══ Given records
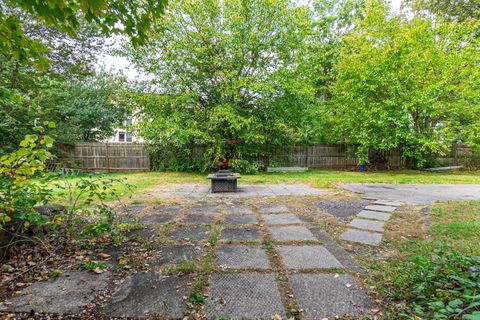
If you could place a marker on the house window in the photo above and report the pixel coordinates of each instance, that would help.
(121, 136)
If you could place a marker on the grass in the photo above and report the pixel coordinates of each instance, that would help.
(318, 178)
(434, 271)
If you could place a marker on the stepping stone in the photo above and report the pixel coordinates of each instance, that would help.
(243, 296)
(168, 209)
(151, 294)
(69, 293)
(308, 257)
(362, 237)
(241, 219)
(238, 209)
(374, 215)
(158, 218)
(329, 295)
(291, 233)
(389, 203)
(275, 208)
(367, 225)
(199, 219)
(241, 234)
(242, 257)
(173, 254)
(193, 233)
(204, 209)
(381, 208)
(281, 219)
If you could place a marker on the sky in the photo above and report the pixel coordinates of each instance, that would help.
(120, 64)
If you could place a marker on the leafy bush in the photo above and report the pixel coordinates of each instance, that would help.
(438, 284)
(23, 184)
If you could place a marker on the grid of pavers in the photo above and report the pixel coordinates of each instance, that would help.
(368, 225)
(262, 259)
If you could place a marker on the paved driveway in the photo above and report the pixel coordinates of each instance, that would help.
(417, 193)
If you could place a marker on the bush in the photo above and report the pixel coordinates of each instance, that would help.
(438, 284)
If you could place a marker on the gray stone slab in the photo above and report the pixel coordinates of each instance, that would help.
(308, 257)
(291, 233)
(69, 293)
(367, 225)
(241, 234)
(364, 237)
(238, 209)
(417, 193)
(148, 294)
(241, 219)
(158, 218)
(388, 203)
(190, 233)
(272, 208)
(242, 257)
(329, 295)
(376, 207)
(287, 218)
(199, 219)
(172, 254)
(376, 215)
(243, 296)
(204, 209)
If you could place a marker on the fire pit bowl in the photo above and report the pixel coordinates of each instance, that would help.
(224, 181)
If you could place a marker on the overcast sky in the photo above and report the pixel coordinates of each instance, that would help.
(122, 64)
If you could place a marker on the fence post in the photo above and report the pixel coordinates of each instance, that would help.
(107, 158)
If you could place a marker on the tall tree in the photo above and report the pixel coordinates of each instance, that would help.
(224, 71)
(407, 83)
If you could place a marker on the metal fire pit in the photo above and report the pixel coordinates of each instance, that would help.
(224, 181)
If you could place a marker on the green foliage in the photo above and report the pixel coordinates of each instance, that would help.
(23, 183)
(227, 71)
(406, 83)
(436, 284)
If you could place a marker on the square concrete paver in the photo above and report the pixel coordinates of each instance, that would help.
(364, 237)
(376, 207)
(241, 234)
(173, 254)
(367, 224)
(241, 219)
(204, 209)
(199, 219)
(240, 296)
(287, 218)
(329, 295)
(146, 294)
(308, 257)
(193, 233)
(69, 293)
(158, 218)
(384, 216)
(272, 208)
(242, 257)
(291, 233)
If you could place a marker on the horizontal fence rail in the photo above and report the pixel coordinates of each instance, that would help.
(123, 157)
(109, 157)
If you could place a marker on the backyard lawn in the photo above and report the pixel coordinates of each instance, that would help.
(317, 178)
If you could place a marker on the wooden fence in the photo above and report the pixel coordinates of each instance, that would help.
(109, 157)
(112, 157)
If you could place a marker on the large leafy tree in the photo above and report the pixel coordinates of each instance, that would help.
(224, 71)
(407, 83)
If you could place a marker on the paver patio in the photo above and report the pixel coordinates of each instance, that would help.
(246, 245)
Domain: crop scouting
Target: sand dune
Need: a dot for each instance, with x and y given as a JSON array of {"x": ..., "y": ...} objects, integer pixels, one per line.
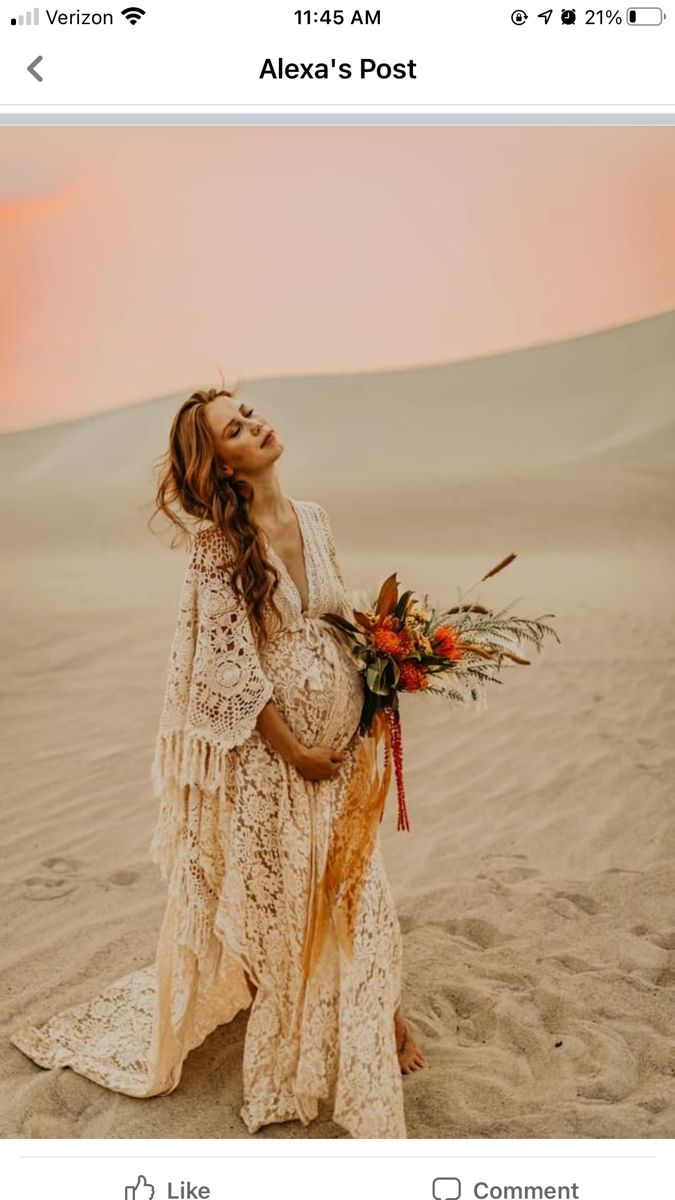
[{"x": 536, "y": 889}]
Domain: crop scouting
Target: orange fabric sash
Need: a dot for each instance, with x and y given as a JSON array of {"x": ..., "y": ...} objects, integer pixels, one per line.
[{"x": 352, "y": 841}]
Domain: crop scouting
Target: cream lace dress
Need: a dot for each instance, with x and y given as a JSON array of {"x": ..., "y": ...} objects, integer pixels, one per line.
[{"x": 242, "y": 840}]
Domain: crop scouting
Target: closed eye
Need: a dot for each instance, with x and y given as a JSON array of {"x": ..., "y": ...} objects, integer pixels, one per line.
[{"x": 250, "y": 413}]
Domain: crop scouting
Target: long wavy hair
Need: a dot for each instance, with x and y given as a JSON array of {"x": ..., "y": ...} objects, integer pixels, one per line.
[{"x": 191, "y": 483}]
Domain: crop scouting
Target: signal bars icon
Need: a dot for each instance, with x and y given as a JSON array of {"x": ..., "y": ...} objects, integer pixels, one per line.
[{"x": 31, "y": 18}]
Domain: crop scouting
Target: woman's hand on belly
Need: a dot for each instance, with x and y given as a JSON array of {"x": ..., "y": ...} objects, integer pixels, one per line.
[{"x": 318, "y": 762}]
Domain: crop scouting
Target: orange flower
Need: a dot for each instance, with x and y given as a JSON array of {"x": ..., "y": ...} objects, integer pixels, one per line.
[
  {"x": 389, "y": 639},
  {"x": 446, "y": 643},
  {"x": 412, "y": 677}
]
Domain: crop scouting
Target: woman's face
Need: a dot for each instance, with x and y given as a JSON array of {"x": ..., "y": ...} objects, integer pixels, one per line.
[{"x": 238, "y": 431}]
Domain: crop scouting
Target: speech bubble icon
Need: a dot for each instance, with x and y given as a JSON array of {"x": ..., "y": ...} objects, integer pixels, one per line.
[{"x": 447, "y": 1188}]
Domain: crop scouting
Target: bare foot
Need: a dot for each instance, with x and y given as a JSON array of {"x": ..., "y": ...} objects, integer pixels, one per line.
[{"x": 411, "y": 1057}]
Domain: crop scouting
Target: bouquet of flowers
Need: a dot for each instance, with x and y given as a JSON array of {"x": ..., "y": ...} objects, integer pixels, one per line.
[
  {"x": 410, "y": 647},
  {"x": 404, "y": 646}
]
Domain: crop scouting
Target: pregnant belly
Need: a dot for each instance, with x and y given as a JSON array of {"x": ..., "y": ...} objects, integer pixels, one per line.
[{"x": 317, "y": 684}]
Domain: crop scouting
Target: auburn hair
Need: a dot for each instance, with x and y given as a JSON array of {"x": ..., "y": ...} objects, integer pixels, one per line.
[{"x": 191, "y": 483}]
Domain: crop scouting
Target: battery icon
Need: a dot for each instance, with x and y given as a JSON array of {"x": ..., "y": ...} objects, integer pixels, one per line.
[{"x": 644, "y": 16}]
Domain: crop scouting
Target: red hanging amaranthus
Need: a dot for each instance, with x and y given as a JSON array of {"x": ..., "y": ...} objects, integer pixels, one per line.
[{"x": 394, "y": 721}]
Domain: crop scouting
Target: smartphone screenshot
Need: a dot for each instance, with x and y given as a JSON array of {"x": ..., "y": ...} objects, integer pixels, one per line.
[{"x": 336, "y": 509}]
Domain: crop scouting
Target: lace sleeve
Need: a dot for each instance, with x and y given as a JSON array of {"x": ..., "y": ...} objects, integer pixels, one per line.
[
  {"x": 215, "y": 683},
  {"x": 345, "y": 603}
]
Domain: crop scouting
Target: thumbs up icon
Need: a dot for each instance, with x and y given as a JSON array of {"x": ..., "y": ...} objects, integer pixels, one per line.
[{"x": 142, "y": 1191}]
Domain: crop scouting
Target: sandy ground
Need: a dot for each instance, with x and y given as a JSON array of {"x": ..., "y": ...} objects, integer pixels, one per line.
[{"x": 536, "y": 889}]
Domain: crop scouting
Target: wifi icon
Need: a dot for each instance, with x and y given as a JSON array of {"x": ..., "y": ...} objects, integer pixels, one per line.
[{"x": 133, "y": 15}]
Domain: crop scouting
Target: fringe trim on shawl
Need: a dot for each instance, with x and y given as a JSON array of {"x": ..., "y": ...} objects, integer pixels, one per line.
[
  {"x": 184, "y": 757},
  {"x": 183, "y": 760}
]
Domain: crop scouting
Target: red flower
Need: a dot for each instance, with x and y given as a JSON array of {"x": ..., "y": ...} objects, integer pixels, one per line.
[
  {"x": 412, "y": 677},
  {"x": 446, "y": 643},
  {"x": 389, "y": 639}
]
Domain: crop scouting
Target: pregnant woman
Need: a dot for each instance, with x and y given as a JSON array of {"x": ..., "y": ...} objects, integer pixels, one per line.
════
Select every line of the listing above that contains the word "icon", and copy each such line in full.

Task result »
Target: signal bars icon
Target: speech bubble icon
Target: battery icon
Target: thumbs up icon
Target: wifi icon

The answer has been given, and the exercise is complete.